= Problem to solve =
Set down the data below from its first line to the line holding "Target: reflection of roof", inclusive; omit all pictures.

▬▬▬▬▬▬

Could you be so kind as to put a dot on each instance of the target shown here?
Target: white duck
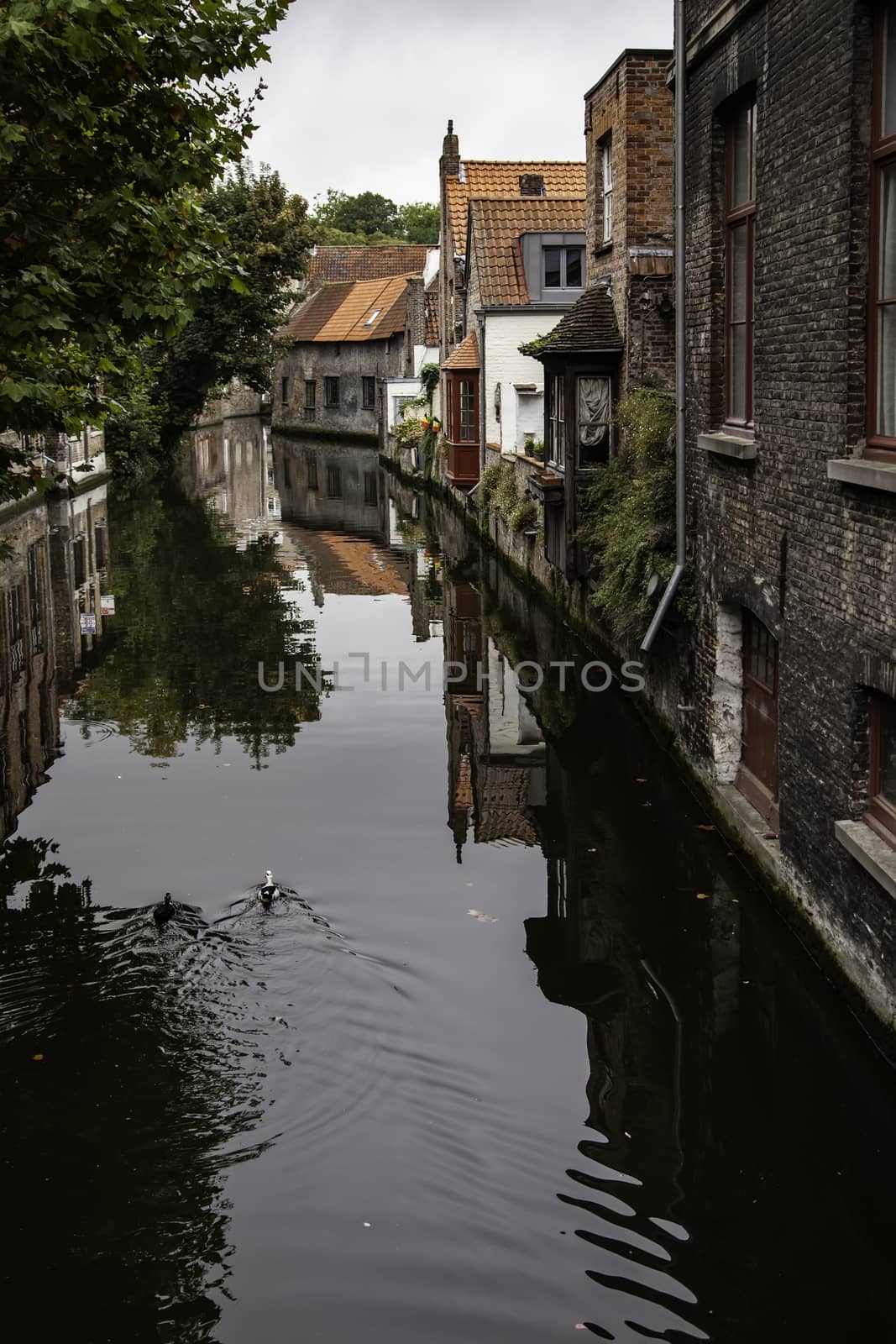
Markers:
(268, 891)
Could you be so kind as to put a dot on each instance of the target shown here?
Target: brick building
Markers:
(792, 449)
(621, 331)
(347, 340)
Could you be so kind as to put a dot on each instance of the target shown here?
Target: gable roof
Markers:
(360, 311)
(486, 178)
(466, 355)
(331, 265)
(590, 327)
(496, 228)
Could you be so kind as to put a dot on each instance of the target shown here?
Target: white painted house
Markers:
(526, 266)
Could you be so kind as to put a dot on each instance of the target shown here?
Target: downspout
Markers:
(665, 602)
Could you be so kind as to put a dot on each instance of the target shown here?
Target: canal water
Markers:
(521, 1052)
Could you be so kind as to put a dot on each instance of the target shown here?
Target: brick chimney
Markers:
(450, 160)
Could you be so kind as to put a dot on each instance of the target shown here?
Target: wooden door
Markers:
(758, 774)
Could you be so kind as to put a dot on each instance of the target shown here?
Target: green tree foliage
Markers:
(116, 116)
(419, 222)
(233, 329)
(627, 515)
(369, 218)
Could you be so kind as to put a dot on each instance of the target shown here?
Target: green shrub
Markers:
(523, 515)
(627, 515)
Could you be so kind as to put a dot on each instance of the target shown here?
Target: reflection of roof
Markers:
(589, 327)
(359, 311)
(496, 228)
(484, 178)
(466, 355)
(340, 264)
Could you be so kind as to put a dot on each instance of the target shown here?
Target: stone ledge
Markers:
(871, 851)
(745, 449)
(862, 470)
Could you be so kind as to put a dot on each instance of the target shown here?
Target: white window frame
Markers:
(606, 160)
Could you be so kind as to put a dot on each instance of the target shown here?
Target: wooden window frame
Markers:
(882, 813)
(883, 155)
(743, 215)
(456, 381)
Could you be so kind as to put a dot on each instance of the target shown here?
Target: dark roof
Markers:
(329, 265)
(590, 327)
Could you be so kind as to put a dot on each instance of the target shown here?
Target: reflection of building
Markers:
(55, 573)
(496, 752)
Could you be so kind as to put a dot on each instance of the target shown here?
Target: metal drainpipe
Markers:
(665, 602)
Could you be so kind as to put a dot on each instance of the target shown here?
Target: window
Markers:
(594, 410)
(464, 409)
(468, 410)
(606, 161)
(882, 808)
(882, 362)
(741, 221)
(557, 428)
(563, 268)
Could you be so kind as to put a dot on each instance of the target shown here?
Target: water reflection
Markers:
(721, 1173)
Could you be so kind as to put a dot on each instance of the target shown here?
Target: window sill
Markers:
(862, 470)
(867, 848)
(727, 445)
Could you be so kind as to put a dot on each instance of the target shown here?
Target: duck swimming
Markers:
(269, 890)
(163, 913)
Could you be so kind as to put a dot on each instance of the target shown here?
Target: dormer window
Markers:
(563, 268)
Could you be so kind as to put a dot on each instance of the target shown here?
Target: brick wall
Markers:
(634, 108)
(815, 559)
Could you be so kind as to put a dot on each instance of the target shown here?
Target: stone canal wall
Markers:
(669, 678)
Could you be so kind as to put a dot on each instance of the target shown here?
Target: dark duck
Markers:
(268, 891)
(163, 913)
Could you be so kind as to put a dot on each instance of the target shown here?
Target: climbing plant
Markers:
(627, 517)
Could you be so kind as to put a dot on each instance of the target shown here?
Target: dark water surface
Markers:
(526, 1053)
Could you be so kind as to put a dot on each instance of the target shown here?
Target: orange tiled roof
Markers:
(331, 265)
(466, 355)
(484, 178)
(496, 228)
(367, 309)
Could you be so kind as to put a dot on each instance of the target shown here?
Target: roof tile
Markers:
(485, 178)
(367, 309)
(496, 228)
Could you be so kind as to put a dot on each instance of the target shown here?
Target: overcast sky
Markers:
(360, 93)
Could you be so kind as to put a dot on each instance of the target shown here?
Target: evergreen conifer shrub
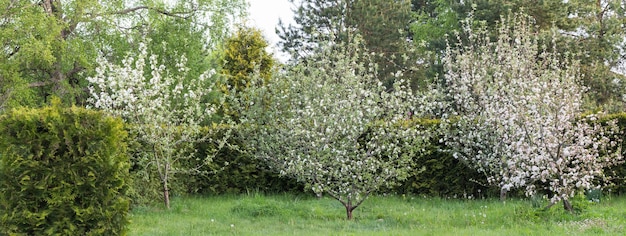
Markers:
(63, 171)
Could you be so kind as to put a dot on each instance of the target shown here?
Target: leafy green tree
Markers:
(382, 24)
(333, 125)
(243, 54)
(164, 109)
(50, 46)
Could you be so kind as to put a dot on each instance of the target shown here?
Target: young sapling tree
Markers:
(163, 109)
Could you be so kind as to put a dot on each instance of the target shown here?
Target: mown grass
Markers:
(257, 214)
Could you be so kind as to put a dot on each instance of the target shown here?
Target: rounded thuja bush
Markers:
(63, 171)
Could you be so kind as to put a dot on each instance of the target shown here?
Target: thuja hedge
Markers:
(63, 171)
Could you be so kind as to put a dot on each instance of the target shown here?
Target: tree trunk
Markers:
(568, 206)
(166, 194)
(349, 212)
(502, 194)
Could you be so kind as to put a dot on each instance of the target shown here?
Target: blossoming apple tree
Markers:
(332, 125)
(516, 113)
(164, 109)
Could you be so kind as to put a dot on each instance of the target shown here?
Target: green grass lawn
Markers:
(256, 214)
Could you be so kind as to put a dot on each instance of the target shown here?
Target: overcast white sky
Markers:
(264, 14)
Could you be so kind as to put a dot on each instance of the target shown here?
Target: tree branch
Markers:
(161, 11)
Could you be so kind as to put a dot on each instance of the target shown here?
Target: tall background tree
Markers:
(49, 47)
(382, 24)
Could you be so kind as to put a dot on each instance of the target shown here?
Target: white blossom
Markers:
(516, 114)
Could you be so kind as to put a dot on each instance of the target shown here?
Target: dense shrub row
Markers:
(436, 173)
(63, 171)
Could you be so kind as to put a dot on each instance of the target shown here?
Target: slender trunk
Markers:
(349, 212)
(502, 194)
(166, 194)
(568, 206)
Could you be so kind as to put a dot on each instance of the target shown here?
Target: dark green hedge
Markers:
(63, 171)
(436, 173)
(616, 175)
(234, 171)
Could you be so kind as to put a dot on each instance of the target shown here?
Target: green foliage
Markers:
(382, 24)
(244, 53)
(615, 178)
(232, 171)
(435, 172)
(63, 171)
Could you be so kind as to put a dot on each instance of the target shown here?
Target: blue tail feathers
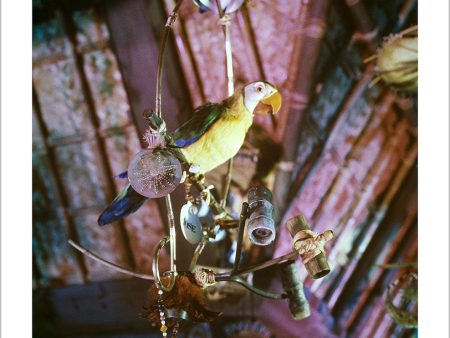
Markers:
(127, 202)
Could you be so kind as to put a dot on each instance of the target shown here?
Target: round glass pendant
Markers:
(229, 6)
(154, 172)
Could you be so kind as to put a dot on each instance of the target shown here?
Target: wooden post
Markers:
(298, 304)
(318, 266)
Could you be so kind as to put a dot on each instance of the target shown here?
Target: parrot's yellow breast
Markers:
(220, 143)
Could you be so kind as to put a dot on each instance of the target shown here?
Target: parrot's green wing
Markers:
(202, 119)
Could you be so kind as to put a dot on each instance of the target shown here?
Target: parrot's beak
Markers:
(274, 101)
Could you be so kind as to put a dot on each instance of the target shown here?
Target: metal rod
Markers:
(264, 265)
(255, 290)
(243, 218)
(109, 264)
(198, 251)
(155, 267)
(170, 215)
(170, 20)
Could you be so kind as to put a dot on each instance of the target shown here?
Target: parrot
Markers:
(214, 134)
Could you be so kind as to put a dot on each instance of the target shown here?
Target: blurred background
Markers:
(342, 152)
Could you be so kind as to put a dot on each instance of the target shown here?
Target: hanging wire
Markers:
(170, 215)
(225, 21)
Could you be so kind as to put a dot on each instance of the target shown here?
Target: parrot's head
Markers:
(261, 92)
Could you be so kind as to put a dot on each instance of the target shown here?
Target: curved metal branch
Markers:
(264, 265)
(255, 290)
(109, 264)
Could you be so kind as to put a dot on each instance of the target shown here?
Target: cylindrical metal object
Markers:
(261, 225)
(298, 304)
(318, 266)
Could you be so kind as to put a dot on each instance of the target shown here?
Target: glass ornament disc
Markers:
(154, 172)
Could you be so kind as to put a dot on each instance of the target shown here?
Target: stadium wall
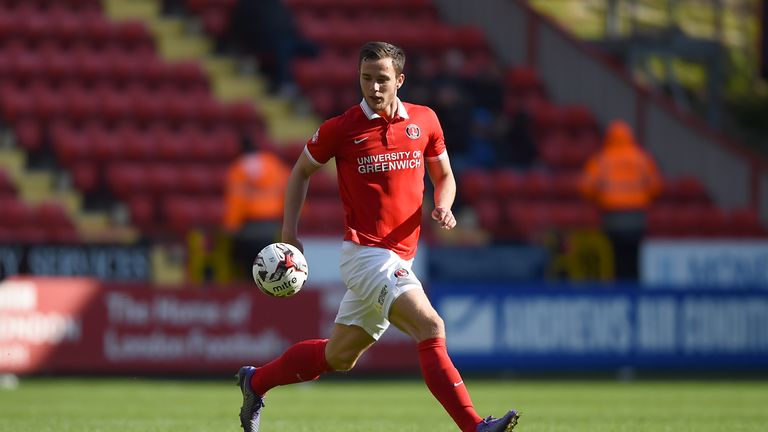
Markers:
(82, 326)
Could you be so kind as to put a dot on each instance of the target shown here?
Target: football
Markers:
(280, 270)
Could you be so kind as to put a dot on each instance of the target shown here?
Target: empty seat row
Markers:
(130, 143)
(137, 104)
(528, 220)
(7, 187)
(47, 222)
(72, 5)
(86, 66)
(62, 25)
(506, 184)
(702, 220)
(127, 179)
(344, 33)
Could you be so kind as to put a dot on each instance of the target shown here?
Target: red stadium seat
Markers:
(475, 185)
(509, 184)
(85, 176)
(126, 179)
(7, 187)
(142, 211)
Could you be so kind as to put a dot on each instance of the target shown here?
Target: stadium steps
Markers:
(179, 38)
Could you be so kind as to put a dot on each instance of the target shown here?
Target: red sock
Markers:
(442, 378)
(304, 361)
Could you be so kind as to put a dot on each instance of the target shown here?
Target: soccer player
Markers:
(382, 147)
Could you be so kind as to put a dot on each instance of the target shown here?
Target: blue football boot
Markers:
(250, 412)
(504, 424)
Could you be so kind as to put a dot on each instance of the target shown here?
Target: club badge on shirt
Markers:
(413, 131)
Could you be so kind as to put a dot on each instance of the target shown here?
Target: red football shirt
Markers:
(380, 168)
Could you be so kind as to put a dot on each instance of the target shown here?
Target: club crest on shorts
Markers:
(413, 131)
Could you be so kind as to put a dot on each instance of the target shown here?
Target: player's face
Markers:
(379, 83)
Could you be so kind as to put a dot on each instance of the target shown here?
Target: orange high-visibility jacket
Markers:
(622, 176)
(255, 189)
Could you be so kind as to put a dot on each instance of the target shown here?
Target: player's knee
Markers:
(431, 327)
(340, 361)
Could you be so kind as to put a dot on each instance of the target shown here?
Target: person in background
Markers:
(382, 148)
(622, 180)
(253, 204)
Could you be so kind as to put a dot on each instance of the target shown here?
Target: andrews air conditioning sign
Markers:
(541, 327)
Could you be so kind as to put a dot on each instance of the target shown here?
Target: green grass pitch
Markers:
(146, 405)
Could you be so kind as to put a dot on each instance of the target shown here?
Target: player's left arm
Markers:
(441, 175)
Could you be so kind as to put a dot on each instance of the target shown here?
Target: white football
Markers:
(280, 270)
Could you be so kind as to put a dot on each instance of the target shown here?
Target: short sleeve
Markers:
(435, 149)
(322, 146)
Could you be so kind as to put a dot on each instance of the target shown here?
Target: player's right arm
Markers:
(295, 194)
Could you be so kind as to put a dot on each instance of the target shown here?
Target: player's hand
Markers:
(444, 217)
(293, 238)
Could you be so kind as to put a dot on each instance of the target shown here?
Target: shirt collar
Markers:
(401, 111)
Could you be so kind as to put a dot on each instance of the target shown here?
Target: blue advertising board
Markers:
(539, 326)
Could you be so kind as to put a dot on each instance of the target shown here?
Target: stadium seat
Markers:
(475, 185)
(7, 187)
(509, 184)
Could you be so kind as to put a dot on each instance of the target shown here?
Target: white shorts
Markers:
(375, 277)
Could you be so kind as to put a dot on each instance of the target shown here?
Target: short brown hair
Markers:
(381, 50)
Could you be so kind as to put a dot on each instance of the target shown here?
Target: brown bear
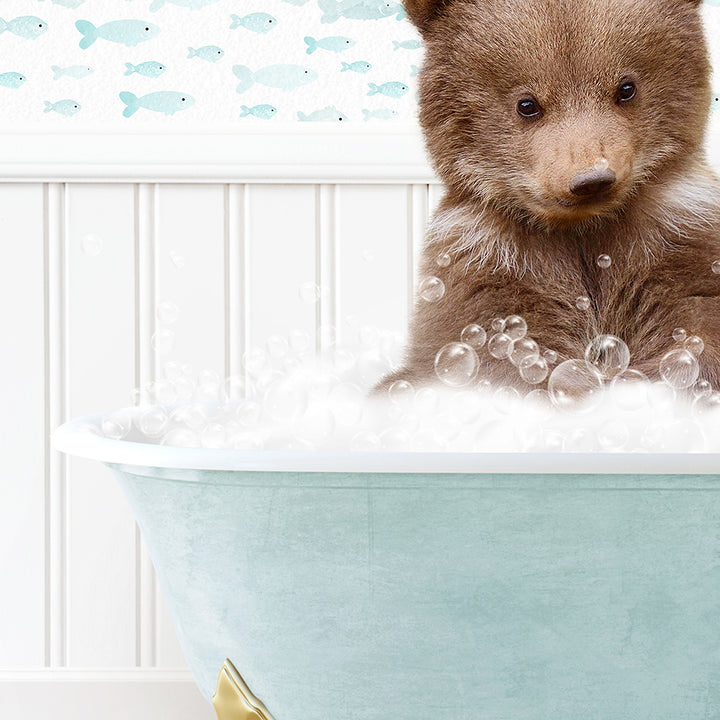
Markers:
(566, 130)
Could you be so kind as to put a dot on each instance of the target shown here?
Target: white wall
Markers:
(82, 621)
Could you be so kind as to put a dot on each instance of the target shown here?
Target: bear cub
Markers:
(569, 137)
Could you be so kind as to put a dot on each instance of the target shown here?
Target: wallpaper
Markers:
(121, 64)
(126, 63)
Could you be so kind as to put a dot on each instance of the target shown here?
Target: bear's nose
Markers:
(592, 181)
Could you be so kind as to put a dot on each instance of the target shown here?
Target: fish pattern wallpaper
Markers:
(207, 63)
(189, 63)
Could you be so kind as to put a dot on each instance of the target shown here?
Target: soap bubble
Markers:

▬▬▬▬▬▬

= Exercise solution =
Could you be so kind as to put a dot on each instance of the target shown here?
Target: white duck
Markers:
(268, 891)
Could you be so kind as to put a dot on each instance of the target shown here?
Target: brick building
Markers:
(792, 449)
(621, 331)
(347, 340)
Could you be so kind as to put a dot on each instance of the target shown here?
Target: gable roof
Markers:
(360, 311)
(486, 178)
(466, 355)
(331, 265)
(590, 327)
(496, 228)
Could you be so kind as to put a dot on each instance of the target shown here?
Target: white painted house
Markers:
(526, 266)
Could you be so kind as to put a dot on each instance of the target shown here?
Target: downspout
Markers:
(665, 602)
Could you be so kind as to put a dot on each instance of the target shown here?
Target: canal water
Markers:
(521, 1052)
Could you be so kind as to put a dot on each instance of the target shown here?
Target: brick chimney
Markers:
(450, 160)
Could you be so kind as to put a dot on each instance of the target shown here?
Target: wooden door
Markers:
(758, 774)
Could you be so kind as to put a dot on each instance of the target shown here?
Target: green tree foliage
Markers:
(116, 116)
(419, 222)
(233, 329)
(627, 515)
(369, 218)
Could you be so kind as to put a dot on each instance of the target shown here?
Target: green shrub
Markers:
(523, 515)
(627, 515)
Could you be so kind as to put a dot on each instance of the target shown here?
Target: reflection of roof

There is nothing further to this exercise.